Input section start
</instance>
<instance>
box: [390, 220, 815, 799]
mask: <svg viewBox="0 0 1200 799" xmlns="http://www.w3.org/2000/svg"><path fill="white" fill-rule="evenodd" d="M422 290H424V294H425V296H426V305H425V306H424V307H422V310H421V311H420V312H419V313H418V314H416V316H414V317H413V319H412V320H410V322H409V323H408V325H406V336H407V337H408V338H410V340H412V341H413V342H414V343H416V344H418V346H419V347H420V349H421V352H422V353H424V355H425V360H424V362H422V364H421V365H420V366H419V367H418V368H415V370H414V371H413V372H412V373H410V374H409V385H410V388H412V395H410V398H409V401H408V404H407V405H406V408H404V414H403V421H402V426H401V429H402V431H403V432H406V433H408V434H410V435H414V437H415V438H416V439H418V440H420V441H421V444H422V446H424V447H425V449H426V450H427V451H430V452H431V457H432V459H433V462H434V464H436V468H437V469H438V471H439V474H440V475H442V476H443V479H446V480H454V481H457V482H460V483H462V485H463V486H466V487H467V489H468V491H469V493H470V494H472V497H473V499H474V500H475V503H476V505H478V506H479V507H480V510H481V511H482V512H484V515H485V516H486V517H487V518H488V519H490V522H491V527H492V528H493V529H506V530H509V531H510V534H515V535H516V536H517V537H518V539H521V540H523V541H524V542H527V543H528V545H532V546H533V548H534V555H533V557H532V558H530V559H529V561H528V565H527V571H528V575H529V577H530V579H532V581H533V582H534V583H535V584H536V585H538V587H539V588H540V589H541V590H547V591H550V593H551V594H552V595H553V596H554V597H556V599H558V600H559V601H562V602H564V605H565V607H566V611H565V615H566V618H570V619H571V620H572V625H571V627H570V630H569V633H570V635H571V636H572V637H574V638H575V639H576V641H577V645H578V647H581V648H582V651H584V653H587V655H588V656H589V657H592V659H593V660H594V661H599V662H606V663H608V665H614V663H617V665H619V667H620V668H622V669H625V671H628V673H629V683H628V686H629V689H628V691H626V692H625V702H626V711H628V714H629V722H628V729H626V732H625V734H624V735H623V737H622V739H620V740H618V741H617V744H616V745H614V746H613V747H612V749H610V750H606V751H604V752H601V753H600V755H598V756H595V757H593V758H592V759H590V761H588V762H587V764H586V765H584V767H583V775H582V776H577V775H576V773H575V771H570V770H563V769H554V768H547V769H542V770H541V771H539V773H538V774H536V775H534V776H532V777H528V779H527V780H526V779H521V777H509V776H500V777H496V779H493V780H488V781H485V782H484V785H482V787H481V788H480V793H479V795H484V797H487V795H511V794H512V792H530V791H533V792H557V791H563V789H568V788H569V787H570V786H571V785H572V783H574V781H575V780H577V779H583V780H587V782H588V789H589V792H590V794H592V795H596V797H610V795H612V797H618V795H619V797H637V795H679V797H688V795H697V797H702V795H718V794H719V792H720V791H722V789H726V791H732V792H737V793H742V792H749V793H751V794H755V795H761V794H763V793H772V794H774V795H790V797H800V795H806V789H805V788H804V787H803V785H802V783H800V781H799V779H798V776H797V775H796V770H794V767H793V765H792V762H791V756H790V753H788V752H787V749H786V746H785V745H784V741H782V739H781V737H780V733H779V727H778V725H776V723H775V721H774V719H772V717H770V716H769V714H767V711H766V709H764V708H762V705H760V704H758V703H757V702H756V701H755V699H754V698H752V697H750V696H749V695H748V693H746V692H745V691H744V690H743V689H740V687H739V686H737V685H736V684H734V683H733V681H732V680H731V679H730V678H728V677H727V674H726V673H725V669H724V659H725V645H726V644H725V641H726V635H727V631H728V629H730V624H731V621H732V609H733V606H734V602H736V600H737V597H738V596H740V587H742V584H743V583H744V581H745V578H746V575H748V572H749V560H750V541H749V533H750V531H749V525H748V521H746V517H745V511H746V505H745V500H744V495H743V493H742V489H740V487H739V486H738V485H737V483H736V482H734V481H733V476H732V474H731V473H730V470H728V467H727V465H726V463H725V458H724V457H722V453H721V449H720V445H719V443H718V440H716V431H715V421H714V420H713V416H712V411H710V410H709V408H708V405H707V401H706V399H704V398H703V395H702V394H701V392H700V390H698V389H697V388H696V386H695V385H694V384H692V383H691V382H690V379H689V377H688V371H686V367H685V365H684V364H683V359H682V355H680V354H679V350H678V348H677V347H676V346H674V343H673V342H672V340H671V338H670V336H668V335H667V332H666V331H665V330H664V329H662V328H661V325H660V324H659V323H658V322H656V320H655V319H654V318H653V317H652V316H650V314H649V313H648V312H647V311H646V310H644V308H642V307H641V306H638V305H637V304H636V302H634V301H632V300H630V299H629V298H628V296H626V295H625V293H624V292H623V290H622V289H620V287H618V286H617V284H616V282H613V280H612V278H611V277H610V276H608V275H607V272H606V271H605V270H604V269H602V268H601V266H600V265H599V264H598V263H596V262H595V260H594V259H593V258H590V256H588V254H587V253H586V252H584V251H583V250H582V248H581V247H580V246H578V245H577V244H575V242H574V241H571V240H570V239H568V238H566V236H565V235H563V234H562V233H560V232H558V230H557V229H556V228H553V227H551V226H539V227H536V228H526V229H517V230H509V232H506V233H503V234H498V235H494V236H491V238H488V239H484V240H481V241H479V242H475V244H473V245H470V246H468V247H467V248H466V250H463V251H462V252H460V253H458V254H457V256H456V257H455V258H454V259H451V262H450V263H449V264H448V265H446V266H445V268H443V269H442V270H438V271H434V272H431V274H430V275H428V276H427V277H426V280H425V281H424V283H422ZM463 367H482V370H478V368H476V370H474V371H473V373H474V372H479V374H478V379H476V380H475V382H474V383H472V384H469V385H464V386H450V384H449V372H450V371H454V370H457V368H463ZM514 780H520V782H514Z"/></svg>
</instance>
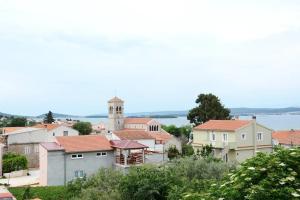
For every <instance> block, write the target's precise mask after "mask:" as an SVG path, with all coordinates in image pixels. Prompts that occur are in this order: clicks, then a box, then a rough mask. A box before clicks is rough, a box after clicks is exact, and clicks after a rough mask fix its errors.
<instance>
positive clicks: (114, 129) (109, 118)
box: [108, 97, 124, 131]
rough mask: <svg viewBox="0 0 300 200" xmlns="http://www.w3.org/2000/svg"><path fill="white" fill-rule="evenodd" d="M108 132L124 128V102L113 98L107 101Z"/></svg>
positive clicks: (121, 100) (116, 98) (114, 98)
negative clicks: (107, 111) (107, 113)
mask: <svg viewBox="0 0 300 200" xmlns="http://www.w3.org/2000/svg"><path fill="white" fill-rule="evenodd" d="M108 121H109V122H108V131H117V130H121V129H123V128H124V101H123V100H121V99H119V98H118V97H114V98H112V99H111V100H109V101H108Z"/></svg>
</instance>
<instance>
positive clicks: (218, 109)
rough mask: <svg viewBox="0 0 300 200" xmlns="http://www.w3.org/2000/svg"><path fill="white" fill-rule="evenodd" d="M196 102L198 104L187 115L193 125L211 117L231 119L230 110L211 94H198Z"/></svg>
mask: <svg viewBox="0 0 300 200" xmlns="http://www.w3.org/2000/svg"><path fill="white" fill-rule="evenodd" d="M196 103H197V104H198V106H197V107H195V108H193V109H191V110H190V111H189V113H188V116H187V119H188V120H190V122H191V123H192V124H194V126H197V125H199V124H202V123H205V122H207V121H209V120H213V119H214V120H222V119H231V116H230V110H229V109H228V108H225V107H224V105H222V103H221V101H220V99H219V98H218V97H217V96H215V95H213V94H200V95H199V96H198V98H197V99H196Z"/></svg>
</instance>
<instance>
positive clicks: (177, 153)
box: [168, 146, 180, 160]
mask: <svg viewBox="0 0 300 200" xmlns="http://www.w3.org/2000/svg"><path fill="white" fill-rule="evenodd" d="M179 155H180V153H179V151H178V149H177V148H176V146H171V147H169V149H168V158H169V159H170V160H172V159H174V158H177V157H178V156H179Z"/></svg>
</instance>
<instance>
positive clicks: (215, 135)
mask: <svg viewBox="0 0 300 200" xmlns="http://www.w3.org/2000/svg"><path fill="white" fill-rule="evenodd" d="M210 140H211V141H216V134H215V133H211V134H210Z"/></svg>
Input section end
Retype, without changes, the lines from the line holding "132L124 128V102L113 98L107" to the end of the data, both ends included.

■ Response for this exercise
rough mask: <svg viewBox="0 0 300 200" xmlns="http://www.w3.org/2000/svg"><path fill="white" fill-rule="evenodd" d="M108 132L124 128V102L113 98L107 101Z"/></svg>
positive clicks: (121, 100) (116, 98) (114, 98)
negative clicks: (107, 111) (107, 113)
mask: <svg viewBox="0 0 300 200" xmlns="http://www.w3.org/2000/svg"><path fill="white" fill-rule="evenodd" d="M108 121H109V122H108V131H117V130H121V129H123V128H124V101H123V100H121V99H119V98H118V97H114V98H112V99H111V100H109V101H108Z"/></svg>
</instance>
<instance>
positive clicks: (218, 109)
rough mask: <svg viewBox="0 0 300 200" xmlns="http://www.w3.org/2000/svg"><path fill="white" fill-rule="evenodd" d="M196 102L198 104L187 115L193 125L211 117L231 119L230 110L211 94H198Z"/></svg>
mask: <svg viewBox="0 0 300 200" xmlns="http://www.w3.org/2000/svg"><path fill="white" fill-rule="evenodd" d="M196 103H197V104H198V106H197V107H195V108H193V109H191V110H190V111H189V113H188V116H187V119H188V120H190V122H191V123H192V124H194V126H197V125H199V124H202V123H205V122H207V121H209V120H213V119H214V120H222V119H231V116H230V110H229V109H228V108H225V107H224V105H222V103H221V101H220V99H219V98H218V97H217V96H215V95H213V94H200V95H199V96H198V98H197V99H196Z"/></svg>
</instance>
<instance>
positive clicks: (177, 153)
box: [168, 146, 180, 160]
mask: <svg viewBox="0 0 300 200" xmlns="http://www.w3.org/2000/svg"><path fill="white" fill-rule="evenodd" d="M179 155H180V153H179V151H178V149H177V148H176V146H171V147H169V149H168V158H169V159H170V160H172V159H174V158H177V157H178V156H179Z"/></svg>
</instance>
<instance>
positive clicks: (215, 135)
mask: <svg viewBox="0 0 300 200" xmlns="http://www.w3.org/2000/svg"><path fill="white" fill-rule="evenodd" d="M210 140H211V141H216V134H215V133H211V134H210Z"/></svg>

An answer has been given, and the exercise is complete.